> Document segment:
+ + + +

Using dyn_cast_or_null on a value type like mlir::Attribute can cause compilation issues in some LLVM/MLIR versions because it expects a pointer type. It is safer and more idiomatic to check if the attribute is non-null first, and then use dyn_cast.

Suggested change

	auto layoutAttr = dyn_cast_or_null<VMILayoutAttr>(layout);
	if (!layoutAttr)
	return failure();
	if (!layout)
	return failure();
	auto layoutAttr = dyn_cast<VMILayoutAttr>(layout);

[zhangstevenunity]

Reviewed the core of this first VMI stage — the dialect (VMI.cpp, VMITypeDefs/VMIOps.td), VMILayoutAssignment, and VMIToVPTO — against the VPTO contracts.

The design holds up well: the closed-set layout model (contiguous / deinterleaved={2,4}) with a precise lane-map, the union-find layout assignment that hard-errors on genuine conflicts, and the two-tier "permissive verifier + strict lowering-capability gate" all read as deliberate, and unsupported cases are generally bailed explicitly rather than silently miscompiled.

Three concrete correctness issues below, all on currently-untested paths:

1. addWhileConstraints mis-aligns the two scf.while carry groups.
2. truncf hardcodes rnd="R", emitting an illegal pto.vcvt for f32 -> HiFloat8.
3. Float iota builds a FloatAttr with mismatched (IEEEdouble) semantics.

(Layout-coalescing cost in loops, integer width conversion, and the histogram/half layout appear to be deliberately out of first-stage scope per the design docs, so not raised here.)

[zhangstevenunity]

addWhileConstraints mis-aligns the two independent scf.while carry groups.

+ + + +

Natural-language object grounding data
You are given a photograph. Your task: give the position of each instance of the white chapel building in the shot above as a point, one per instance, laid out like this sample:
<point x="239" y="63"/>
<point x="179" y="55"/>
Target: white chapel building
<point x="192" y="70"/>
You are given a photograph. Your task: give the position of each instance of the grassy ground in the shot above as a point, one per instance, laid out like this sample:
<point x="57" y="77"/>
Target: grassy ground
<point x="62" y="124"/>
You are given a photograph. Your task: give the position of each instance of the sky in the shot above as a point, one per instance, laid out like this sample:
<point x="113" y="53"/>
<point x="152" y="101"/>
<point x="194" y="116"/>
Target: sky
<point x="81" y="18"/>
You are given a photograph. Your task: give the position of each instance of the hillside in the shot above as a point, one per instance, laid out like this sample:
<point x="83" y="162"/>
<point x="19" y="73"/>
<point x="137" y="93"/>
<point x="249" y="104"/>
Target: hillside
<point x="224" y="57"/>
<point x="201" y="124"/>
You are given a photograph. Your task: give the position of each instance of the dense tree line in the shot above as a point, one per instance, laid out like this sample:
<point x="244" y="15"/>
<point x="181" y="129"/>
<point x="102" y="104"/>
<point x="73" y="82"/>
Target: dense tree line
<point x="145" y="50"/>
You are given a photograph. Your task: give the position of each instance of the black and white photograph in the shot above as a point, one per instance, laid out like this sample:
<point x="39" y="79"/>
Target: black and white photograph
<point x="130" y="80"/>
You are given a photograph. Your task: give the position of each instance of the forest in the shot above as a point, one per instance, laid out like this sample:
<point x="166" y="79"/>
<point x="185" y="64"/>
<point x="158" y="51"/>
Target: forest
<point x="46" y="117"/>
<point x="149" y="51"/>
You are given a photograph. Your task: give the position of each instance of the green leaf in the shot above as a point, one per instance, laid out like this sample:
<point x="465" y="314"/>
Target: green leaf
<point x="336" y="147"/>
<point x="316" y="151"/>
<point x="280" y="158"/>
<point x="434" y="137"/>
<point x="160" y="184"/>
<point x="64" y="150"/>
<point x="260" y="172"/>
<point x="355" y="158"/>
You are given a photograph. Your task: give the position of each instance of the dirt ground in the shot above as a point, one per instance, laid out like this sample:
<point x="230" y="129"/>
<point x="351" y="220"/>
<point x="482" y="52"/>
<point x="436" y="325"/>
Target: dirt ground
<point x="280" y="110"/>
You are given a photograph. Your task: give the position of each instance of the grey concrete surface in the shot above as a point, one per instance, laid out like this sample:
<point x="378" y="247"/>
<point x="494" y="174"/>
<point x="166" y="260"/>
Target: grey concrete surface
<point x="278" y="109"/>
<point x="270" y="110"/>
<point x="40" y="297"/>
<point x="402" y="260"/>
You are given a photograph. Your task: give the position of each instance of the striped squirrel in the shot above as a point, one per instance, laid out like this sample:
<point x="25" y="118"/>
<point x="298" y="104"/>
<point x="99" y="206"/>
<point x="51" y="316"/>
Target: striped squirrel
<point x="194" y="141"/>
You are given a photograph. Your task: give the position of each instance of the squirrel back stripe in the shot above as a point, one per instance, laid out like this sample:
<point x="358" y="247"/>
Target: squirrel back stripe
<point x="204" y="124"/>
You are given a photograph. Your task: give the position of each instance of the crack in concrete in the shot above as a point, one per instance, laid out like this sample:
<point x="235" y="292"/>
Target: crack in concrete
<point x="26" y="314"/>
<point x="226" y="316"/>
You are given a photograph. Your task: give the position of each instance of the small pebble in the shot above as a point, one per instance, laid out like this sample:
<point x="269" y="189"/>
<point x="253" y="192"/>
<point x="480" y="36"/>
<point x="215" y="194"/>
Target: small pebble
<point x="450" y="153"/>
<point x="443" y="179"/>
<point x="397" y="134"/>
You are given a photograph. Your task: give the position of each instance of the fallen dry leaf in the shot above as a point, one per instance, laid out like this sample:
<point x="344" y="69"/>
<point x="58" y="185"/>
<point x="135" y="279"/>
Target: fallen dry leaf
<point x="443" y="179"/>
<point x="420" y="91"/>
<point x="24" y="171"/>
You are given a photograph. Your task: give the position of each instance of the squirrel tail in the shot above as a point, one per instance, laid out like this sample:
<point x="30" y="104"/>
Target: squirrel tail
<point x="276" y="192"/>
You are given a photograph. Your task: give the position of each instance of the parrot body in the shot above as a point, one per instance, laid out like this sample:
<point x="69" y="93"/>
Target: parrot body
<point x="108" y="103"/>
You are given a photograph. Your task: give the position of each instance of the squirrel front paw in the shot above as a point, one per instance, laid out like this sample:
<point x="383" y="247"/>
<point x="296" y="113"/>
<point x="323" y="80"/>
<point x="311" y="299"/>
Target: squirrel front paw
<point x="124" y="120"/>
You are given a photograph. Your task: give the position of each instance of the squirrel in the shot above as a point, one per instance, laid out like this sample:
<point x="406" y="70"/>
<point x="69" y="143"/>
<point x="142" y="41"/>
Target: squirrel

+ + + +

> Tasks for this exercise:
- a) From the code review, copy the passage that opens with the words containing "3. Float iota" and closes with "independent scf.while carry groups.".
- b) Translate this sentence from the code review into German: "It is safer and more idiomatic to check if the attribute is non-null first, and then use dyn_cast."
- c) Continue the code review of the VMI stage from its final sentence.
These lines were drawn from a separate source.

> Written answers:
- a)
3. Float iota builds a FloatAttr with mismatched (IEEEdouble) semantics.

(Layout-coalescing cost in loops, integer width conversion, and the histogram/half layout appear to be deliberately out of first-stage scope per the design docs, so not raised here.)

[zhangstevenunity]

addWhileConstraints mis-aligns the two independent scf.while carry groups.

- b) Es ist sicherer und idiomatischer, zuerst zu prüfen, ob das Attribut nicht null ist, und anschließend dyn_cast zu verwenden.

- c)
scf.while has two separate carries:

• before group: inits[i] == beforeArgs[i] == the after-region scf.yield operand i
• after group: scf.condition operand j == afterArg[j] == result[j]

These lists can differ in arity and element type (the before region computes the forwarded scf.condition operands). This loop anchors all five lists on the single inits-indexed anchor, so conditionOp.getArgs()[index] (L864), afterBlock.getArgument(index) (L868) and whileOp.getResult(index) (L876) get united against the wrong carry group. For any non-pass-through scf.while this yields a spurious "conflicting layouts" error, or silently forces one carry's layout onto an unrelated value. Only the degenerate 1-element pass-through is tested (vmi_layout_assignment_scf_while.pto).

Suggest two independent unions: the before group over {inits[i], beforeArgs[i], yield.getOperand(i)}, and the after group over {conditionOp.getArgs()[j], afterArgs[j], results[j]} — the after group must not be anchored on inits.

[zhangstevenunity]

truncf hardcodes rnd = "R", but the 8-bit (P0-P3) branch is shared by fp8 and HiFloat8, and the pto.vcvt contract for f32 -> HiFloat8 requires rnd in {A, H} (lookupVcvtContract(F32, HiF8) -> allowedRnd="AH", enforced by VcvtOp::verify).

VMITruncFOp::verify accepts an hif8 result and checkSupportedTruncFShape checks only result bit-width/factor (not element type), so pto.vmi.truncf : ...f32 -> ...hif8 (deinterleaved=4 source) passes every VMI gate and then emits a pto.vcvt {rnd="R"} that fails its own verifier. No test covers f32 -> hif8 (existing truncf tests are f32->f16 / f32->fp8E*).

Suggest selecting rnd from the target type (R for f8E4M3/f8E5M2/f16/bf16; A or H for HiFloat8), or rejecting HiFloat8 in checkSupportedTruncFShape with a clear unsupported error.

[zhangstevenunity]

llvm::APFloat(static_cast<double>(value)) carries IEEEdouble semantics, but floatType here is f16/bf16/f32. FloatAttr::get(Type, APFloat) requires the value's semantics to match the type (verifyInvariants checks &type.getFloatSemantics() == &value.getSemantics()), so this asserts in an asserts-enabled build (and yields an invalid attribute otherwise). Reachable for any non-f64 float iota with a nonzero lane offset (e.g. vmi_to_vpto_iota_f16_deint2_asc) and via the factor/zero constants in createIotaDeinterleavedChunk.

Use the semantics-aware overload FloatAttr::get(floatType, static_cast<double>(value)) (which converts to the type's semantics), or build APFloat(floatType.getFloatSemantics(), ...) and round.